Parts of the exercise:
a. Repeat the Galentine's Day book list from "Emily Midorikawa, Emma" to "to the shadows.".
b. Using the Galentine's Day book list, explain in one to three sentences what forced Eva Hagberg Fisher to finally admit that she needed help.

Text excerpt:
*** Block opens ***

Happy
Galentine's Day!

Celebrate the female friendships in your life with these seven books that are perfect for Galentine's Day.

Eva Hagberg Fisher

Eva Hagberg Fisher spent her lonely youth looking everywhere for connection: drugs, alcohol, therapists, boyfriends, girlfriends. Sometimes she found it, but always temporarily. Then, at age thirty, an undiscovered mass in her brain ruptured. So did her life. A brain surgery marked only the beginning of a long journey, and when her illness hit a critical stage, it forced her to finally admit the long-suppressed truth: she was vulnerable, she needed help, and she longed to grow. She needed true friendship for the first time.

Lisa Lutz

When college roommates Anna and Kate find Georgiana Leoni passed out on a lawn, they wheel her to their dorm in a shopping cart. Twenty years later, they gather around a campfire at a New England mansion. What came between—the wild adventures, unspoken jealousies, and one night that changed everything—is the witty, poignant story of our strongest friendships, the people who know us better than we know ourselves. Alive with Lutz’s crackling dialogue and propulsive storytelling, How to Start a Fire pulls us into the tangled bond shared by three intelligent, distinctive, and deeply real women and pays homage to the abiding, irrational love we have for the family we choose.

Emily Midorikawa, Emma Claire Sweeney, Margaret Atwood

Male literary friendships are the stuff of legend, but what about the friendships of women writers? A Secret Sisterhood, drawing on letters and diaries, some never published before, brings to light a wealth of surprising female collaborations: the friendship between Jane Austen and one of the family servants, amateur playwright Anne Sharp; the daring feminist author Mary Taylor, who shaped the work of Charlotte Brontë; the transatlantic friendship of the seemingly aloof George Eliot and the ebullient Harriet Beecher Stowe; and Virginia Woolf and Katherine Mansfield, most often portrayed as bitter foes, but who, in fact, enjoyed a complex friendship. They were sometimes scandalous and volatile, sometimes supportive and inspiring, but always—until now—tantalizingly consigned to the shadows.

Kim Fu

At Forevermore, a sleepaway camp in the Pacific Northwest, campers are promised adventures in the woods, songs by the fire, and lifelong friends. Bursting with excitement and nervous energy, five girls set off on an overnight kayaking trip to a nearby island. But before the night is over, they find themselves stranded, with no adults to help them survive or guide them home. The Lost Girls of Camp Forevermore follows Nita, Andee, Isabel, Dina, and Siobhan beyond this fateful trip, showing us the lives of the haunted and complex women these girls become. From award-winning novelist Kim Fu comes a stunning portrait of girlhood, the nuances of survival, and the pasts we can’t escape.

*** Block closes ***

Data extract:
*** Block opens ***

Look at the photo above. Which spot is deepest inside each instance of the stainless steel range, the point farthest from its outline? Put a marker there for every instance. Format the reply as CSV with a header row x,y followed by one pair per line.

*** Block closes ***

Results in order:
a.
Emily Midorikawa, Emma Claire Sweeney, Margaret Atwood

Male literary friendships are the stuff of legend, but what about the friendships of women writers? A Secret Sisterhood, drawing on letters and diaries, some never published before, brings to light a wealth of surprising female collaborations: the friendship between Jane Austen and one of the family servants, amateur playwright Anne Sharp; the daring feminist author Mary Taylor, who shaped the work of Charlotte Brontë; the transatlantic friendship of the seemingly aloof George Eliot and the ebullient Harriet Beecher Stowe; and Virginia Woolf and Katherine Mansfield, most often portrayed as bitter foes, but who, in fact, enjoyed a complex friendship. They were sometimes scandalous and volatile, sometimes supportive and inspiring, but always—until now—tantalizingly consigned to the shadows.

b. Her illness forced it. At age thirty an undiscovered mass in her brain ruptured, and after brain surgery the illness reached a critical stage. That made her admit the long-suppressed truth that she was vulnerable, needed help, and longed to grow.